-- RECORDS TO USE start --

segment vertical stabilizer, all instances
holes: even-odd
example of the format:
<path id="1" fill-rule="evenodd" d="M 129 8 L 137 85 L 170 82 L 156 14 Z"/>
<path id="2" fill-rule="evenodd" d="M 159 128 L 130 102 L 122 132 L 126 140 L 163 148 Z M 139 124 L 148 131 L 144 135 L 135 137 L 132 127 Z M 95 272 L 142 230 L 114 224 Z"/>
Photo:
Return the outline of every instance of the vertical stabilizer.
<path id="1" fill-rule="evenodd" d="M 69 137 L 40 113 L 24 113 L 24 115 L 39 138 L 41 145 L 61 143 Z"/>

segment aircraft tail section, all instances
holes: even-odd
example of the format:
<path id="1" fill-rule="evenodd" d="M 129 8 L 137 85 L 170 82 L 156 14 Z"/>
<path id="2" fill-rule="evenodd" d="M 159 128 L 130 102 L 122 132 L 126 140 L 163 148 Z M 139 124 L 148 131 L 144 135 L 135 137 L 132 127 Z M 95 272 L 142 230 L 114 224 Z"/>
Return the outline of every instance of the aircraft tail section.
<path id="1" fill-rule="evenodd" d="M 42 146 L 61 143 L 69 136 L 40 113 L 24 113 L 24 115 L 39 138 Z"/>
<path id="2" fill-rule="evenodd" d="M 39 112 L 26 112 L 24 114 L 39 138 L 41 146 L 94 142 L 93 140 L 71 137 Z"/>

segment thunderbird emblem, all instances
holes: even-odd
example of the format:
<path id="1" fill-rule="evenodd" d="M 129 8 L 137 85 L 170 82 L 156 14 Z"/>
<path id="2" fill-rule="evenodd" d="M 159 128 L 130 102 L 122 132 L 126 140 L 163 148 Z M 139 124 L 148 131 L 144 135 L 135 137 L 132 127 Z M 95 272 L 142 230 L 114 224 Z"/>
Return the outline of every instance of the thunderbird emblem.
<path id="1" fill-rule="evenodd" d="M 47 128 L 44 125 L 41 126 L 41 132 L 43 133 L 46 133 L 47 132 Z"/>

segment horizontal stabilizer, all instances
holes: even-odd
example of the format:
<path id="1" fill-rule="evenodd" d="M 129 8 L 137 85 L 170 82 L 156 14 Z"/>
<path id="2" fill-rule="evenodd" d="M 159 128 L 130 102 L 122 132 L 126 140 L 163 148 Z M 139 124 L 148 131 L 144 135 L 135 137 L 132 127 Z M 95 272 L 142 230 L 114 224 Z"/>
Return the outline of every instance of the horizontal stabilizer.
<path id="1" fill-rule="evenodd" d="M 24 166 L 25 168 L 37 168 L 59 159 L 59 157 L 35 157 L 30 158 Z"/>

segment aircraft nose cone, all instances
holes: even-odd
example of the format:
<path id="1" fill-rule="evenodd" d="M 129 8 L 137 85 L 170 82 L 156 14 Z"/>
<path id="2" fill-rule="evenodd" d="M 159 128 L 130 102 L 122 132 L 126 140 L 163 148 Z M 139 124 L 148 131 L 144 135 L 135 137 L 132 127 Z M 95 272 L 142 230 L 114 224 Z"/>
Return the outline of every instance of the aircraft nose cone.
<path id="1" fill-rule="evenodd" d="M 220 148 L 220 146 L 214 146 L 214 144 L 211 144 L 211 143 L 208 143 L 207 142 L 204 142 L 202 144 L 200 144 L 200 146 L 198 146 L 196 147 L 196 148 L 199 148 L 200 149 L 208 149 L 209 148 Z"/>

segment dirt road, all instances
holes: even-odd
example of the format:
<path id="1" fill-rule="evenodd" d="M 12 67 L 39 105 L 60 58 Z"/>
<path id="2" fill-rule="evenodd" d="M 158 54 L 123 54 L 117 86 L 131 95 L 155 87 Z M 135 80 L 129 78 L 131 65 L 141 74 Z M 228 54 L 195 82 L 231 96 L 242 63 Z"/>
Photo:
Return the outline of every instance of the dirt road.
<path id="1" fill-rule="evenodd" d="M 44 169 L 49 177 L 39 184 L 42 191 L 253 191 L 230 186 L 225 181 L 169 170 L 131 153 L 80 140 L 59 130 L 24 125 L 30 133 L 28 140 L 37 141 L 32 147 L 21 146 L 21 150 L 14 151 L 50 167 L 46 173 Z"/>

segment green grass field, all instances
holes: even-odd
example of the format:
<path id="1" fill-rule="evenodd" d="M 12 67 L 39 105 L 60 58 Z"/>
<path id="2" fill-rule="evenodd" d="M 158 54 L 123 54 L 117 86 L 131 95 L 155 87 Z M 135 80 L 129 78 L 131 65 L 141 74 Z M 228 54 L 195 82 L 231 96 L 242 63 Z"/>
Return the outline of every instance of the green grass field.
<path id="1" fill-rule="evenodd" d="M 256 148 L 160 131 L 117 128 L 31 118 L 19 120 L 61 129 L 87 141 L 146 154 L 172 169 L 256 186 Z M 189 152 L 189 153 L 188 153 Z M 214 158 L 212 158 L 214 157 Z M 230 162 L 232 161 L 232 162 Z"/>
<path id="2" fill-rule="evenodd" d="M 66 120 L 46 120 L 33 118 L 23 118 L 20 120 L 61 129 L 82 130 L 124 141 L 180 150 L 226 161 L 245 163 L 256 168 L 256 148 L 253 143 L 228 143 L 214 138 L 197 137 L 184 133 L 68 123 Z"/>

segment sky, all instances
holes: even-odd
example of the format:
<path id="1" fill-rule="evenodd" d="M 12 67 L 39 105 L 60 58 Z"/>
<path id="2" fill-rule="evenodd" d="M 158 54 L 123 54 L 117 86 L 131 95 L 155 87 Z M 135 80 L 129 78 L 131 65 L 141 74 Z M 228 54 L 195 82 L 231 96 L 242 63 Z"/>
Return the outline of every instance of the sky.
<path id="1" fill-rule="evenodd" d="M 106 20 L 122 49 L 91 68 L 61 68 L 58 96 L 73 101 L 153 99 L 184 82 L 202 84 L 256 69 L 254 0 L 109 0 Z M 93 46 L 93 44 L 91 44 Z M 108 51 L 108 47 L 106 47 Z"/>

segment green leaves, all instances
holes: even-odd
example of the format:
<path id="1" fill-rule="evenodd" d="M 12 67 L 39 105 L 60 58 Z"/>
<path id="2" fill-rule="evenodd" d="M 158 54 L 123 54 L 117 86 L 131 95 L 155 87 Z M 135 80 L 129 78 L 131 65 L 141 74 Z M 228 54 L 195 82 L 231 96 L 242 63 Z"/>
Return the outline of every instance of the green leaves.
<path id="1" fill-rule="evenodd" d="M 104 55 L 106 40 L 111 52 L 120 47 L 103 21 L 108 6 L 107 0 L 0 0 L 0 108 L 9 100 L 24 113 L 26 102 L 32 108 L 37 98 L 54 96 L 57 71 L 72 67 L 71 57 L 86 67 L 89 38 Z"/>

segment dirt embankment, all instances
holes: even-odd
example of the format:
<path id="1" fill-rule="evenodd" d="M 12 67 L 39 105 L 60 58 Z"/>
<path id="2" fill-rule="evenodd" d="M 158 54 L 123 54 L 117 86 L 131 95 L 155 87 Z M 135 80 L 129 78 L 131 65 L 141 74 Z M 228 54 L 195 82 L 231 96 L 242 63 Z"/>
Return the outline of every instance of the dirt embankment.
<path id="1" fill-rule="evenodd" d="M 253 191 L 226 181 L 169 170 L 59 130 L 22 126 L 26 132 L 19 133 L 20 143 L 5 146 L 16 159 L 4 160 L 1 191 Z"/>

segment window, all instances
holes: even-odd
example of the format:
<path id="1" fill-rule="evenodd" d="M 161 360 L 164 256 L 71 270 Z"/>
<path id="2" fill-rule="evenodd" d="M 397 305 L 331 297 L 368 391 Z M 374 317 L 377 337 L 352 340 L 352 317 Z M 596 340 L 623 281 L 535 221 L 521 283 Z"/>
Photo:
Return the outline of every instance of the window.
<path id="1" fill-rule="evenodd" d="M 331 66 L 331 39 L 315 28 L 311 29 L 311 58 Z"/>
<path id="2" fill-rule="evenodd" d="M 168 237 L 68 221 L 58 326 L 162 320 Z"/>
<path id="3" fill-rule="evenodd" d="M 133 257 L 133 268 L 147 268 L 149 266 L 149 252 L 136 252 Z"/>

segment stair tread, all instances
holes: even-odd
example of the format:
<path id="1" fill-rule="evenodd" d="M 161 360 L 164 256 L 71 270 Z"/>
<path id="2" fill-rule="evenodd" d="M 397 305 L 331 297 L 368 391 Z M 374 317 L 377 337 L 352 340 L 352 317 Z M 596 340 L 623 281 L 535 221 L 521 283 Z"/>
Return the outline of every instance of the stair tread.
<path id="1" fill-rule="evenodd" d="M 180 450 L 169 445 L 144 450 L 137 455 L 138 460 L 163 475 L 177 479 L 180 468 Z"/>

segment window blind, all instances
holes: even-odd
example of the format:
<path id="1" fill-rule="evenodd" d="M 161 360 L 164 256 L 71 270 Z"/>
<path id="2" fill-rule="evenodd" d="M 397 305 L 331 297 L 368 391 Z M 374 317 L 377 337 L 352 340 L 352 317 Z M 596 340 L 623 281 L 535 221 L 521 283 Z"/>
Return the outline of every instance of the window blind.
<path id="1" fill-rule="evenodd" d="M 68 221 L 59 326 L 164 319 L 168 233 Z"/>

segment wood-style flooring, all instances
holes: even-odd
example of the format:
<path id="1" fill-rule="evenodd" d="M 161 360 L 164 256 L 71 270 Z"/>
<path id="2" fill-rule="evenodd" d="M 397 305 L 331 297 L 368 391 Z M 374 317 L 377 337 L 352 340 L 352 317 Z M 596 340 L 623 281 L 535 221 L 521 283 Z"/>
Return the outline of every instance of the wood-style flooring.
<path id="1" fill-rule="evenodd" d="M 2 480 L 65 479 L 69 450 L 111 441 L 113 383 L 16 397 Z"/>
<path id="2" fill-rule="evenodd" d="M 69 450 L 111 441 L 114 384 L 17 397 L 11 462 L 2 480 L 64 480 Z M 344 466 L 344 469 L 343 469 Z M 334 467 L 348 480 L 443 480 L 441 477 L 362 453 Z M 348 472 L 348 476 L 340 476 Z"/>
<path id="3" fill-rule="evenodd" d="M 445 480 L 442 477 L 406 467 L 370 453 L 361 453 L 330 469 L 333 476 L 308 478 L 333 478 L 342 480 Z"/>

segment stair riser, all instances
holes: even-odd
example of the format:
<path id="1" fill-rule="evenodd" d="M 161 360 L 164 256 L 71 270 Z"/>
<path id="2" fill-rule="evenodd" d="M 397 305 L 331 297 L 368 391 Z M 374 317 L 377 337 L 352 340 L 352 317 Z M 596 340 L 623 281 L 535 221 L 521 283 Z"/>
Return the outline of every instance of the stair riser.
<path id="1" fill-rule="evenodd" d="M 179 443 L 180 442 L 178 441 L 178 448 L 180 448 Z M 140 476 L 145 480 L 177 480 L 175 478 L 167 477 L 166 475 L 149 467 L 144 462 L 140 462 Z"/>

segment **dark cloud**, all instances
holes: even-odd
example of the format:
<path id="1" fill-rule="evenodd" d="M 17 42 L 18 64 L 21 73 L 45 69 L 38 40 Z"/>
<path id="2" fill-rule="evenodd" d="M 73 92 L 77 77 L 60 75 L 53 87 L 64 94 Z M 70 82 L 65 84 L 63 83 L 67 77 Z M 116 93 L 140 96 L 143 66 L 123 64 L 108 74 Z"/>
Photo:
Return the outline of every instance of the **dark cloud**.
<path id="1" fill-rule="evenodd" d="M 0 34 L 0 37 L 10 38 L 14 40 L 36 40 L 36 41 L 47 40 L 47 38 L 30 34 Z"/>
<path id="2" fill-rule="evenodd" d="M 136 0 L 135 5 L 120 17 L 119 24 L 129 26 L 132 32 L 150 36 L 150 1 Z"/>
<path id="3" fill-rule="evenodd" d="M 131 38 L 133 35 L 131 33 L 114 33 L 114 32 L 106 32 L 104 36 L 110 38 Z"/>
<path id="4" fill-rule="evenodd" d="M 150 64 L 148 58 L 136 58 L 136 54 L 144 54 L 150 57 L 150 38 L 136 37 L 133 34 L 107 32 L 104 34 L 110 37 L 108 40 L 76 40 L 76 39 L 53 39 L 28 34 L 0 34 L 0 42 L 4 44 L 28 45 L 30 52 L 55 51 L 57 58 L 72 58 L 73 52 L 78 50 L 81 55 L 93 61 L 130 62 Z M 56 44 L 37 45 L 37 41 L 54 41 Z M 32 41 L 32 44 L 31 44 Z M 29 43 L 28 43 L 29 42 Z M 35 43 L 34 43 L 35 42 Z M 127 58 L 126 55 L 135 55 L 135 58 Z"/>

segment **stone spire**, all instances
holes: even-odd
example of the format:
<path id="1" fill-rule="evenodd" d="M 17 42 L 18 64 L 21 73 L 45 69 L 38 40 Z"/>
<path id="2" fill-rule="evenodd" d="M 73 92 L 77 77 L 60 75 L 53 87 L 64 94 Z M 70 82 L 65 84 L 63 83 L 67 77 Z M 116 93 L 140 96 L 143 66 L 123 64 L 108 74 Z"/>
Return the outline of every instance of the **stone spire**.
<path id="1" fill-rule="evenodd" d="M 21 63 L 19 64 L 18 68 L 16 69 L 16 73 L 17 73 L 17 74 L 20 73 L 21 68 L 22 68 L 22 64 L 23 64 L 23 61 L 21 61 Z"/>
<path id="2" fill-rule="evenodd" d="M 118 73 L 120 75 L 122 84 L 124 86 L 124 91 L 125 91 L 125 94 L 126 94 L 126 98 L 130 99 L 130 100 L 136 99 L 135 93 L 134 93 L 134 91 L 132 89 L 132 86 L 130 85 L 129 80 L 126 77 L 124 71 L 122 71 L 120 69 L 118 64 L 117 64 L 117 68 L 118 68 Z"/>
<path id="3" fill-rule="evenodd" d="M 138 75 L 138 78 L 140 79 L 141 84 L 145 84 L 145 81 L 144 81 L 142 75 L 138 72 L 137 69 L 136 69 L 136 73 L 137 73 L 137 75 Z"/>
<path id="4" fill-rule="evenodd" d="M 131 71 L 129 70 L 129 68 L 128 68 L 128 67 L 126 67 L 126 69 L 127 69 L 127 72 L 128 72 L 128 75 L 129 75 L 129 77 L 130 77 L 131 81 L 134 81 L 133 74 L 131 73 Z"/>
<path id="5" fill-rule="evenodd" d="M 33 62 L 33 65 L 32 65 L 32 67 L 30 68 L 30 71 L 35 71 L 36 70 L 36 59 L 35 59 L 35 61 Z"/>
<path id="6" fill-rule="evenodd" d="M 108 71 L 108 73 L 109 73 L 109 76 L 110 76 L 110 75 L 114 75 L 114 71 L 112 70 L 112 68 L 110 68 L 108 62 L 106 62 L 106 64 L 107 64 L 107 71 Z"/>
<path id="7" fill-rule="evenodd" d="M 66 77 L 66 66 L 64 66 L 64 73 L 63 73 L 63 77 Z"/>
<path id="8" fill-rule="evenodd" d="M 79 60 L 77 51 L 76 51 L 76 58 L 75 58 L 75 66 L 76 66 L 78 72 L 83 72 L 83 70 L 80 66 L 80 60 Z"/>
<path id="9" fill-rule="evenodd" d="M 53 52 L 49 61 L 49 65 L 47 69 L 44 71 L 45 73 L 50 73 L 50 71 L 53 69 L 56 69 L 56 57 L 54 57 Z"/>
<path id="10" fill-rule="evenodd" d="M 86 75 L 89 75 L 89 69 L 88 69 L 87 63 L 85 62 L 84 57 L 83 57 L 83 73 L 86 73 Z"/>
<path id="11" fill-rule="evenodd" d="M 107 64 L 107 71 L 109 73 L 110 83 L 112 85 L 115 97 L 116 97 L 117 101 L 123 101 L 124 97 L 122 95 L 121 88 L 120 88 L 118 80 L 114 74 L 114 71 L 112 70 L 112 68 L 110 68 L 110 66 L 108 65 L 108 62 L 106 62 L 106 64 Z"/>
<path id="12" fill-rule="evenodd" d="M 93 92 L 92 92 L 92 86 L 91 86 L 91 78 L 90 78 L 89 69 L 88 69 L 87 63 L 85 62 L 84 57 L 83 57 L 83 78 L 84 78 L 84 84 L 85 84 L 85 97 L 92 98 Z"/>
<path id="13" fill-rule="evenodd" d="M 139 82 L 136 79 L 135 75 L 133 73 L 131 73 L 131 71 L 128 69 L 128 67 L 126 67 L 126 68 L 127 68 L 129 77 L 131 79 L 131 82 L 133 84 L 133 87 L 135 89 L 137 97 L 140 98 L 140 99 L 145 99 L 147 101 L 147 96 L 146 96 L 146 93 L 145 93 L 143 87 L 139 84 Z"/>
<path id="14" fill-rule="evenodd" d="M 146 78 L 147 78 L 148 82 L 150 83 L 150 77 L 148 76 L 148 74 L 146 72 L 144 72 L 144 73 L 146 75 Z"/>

-- RECORDS TO USE end --

REQUIREMENTS
Please repeat the stretch of the data above from the line containing "segment wood-style flooring, all instances" through the line containing "179 443 L 180", including both of those lines.

TASK RESPONSE
segment wood-style flooring, all instances
holes: even-odd
example of the format:
<path id="1" fill-rule="evenodd" d="M 161 360 L 164 256 L 71 270 Z"/>
<path id="2" fill-rule="evenodd" d="M 397 305 L 331 297 L 368 391 Z M 374 317 L 377 337 L 352 340 L 352 317 Z M 596 340 L 623 281 L 535 221 L 521 283 Z"/>
Return the outline of every instance of the wood-style flooring.
<path id="1" fill-rule="evenodd" d="M 2 480 L 65 479 L 69 450 L 111 441 L 113 383 L 16 397 Z"/>
<path id="2" fill-rule="evenodd" d="M 69 450 L 111 441 L 114 384 L 17 397 L 11 462 L 2 480 L 64 480 Z M 344 466 L 344 469 L 343 469 Z M 334 467 L 348 480 L 443 480 L 441 477 L 362 453 Z M 348 472 L 348 476 L 340 476 Z"/>
<path id="3" fill-rule="evenodd" d="M 445 480 L 442 477 L 406 467 L 370 453 L 361 453 L 330 469 L 333 476 L 308 478 L 333 478 L 342 480 Z"/>

segment stair riser, all instances
holes: even-odd
example of the format:
<path id="1" fill-rule="evenodd" d="M 161 360 L 164 256 L 71 270 Z"/>
<path id="2" fill-rule="evenodd" d="M 397 305 L 331 297 L 368 391 Z M 374 317 L 377 337 L 352 340 L 352 317 Z M 596 340 L 623 281 L 535 221 L 521 283 Z"/>
Return the outline of every instance of the stair riser.
<path id="1" fill-rule="evenodd" d="M 179 443 L 180 442 L 178 441 L 178 448 L 180 448 Z M 140 476 L 145 480 L 177 480 L 175 478 L 167 477 L 166 475 L 149 467 L 144 462 L 140 462 Z"/>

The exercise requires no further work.